▶ Enunciado
Reescribe la parte del texto sobre el amor y el poder que comienza con las palabras que contienen "Por Gerardo Fernández" y termina con "que es humano.", y cambia "mal" por "daño".

▶ Fragmento del texto
/---
Por Gerardo Fernández Casanova / [email protected]
Amar significa desear, procurar y hacer el bien e implica el rechazo y el combate al mal. Sin esta segunda condición, el amor se convierte en simple declaración mística ajena a lo que es humano.
El poder sólo se justifica en el servicio a los demás, de no ser así, sea por acción o por omisión, deviene en instrumento del mal.
La pandemia del Covid-19 ofrece el escenario de comprobación de lo anterior; todo el poder del Estado se ha volcado a combatirla y salvar el mayor número de vidas posible en un ejercicio pleno de amor a la humanidad.
Pero el mal también juega su papel en la denostación, la mentira y el infundio que busca hacer fracasar la acción afirmativa del Estado, sin más objeto que satisfacer su odio y el resentimiento por el poder perdido.
Cinco siglos de adoctrinamiento cristiano le han impuesto la condición de tolerar y de perdonar, aceptando el sufrimiento como peaje a una eternidad de felicidad y con la satisfacción de que los ricos no podrán pasar por el ojo de la aguja de la entrada al cielo.
Así hasta lamen la mano que los apergolla, mientras sus adoctrinadores comparten los placeres de los ricos, ambos eficaces conservadores del estado de la ignorancia y la superstición, situación que les permite mantener a la masa sometida a sus caprichos y privilegios.
Pero un discurso de amor que le inculca la idea de que la felicidad es aquí y ahora; que la sociedad y el Estado les colocan en el primer sitio del compromiso para darles la mano y emparejarlos con los demás ha cundido en lo profundo, al grado de elegir a su postulante para encabezar el esfuerzo de convertirlo en realidad, obligando a los que se oponen a cometer fraudes y tropelías para evitar que tal afán se cumpla.
\---
▶ Las filas
/---
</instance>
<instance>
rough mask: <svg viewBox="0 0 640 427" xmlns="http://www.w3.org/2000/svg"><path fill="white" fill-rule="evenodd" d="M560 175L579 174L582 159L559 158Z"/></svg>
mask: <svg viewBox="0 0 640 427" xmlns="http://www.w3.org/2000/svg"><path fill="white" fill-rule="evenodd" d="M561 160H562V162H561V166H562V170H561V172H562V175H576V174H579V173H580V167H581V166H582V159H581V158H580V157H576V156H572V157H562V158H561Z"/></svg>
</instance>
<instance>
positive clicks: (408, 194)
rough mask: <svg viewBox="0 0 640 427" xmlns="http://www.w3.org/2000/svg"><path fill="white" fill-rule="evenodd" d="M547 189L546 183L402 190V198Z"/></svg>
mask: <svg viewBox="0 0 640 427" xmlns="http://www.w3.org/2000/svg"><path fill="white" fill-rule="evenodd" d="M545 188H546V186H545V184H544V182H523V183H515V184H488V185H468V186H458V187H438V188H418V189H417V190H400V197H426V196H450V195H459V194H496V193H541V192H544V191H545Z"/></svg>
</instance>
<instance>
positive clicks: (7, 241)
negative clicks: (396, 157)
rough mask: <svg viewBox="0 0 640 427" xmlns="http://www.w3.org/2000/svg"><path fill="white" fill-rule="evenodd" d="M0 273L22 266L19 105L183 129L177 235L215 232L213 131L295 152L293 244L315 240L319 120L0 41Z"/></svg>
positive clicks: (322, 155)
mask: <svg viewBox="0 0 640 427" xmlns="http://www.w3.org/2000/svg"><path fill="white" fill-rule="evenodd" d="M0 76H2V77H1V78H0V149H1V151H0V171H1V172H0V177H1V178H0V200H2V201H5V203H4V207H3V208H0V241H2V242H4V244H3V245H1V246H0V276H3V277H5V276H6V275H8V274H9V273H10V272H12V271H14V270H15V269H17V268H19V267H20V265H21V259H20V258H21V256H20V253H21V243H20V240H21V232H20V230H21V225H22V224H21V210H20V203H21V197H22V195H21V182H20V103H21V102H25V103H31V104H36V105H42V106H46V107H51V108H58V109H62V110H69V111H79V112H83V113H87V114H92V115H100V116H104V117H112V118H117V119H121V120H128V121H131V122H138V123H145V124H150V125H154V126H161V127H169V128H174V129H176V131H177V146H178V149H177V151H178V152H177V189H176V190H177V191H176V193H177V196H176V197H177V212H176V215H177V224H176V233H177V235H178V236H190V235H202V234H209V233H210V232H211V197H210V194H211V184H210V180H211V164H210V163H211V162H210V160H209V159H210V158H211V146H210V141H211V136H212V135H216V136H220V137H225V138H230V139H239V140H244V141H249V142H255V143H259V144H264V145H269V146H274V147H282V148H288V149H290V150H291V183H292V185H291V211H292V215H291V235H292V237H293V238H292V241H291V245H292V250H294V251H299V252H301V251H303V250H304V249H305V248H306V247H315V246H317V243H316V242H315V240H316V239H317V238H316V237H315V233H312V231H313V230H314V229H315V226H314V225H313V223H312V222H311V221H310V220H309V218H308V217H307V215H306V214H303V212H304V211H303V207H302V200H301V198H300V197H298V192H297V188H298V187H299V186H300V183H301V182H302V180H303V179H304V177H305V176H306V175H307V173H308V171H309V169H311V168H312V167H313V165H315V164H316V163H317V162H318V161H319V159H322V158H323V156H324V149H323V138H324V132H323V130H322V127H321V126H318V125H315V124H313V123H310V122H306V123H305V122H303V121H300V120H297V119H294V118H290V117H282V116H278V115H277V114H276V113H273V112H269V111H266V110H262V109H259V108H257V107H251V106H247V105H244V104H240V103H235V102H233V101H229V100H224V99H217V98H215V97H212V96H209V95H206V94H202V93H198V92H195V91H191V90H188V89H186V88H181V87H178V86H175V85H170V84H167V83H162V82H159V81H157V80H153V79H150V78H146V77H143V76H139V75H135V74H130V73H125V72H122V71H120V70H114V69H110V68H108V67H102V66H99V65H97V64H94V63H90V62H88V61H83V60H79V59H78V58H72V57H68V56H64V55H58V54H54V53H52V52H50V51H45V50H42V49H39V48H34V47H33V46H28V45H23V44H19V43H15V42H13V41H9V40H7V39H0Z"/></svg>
\---
▶ Resultado
Por Gerardo Fernández Casanova / [email protected]
Amar significa desear, procurar y hacer el bien e implica el rechazo y el combate al daño. Sin esta segunda condición, el amor se convierte en simple declaración mística ajena a lo que es humano.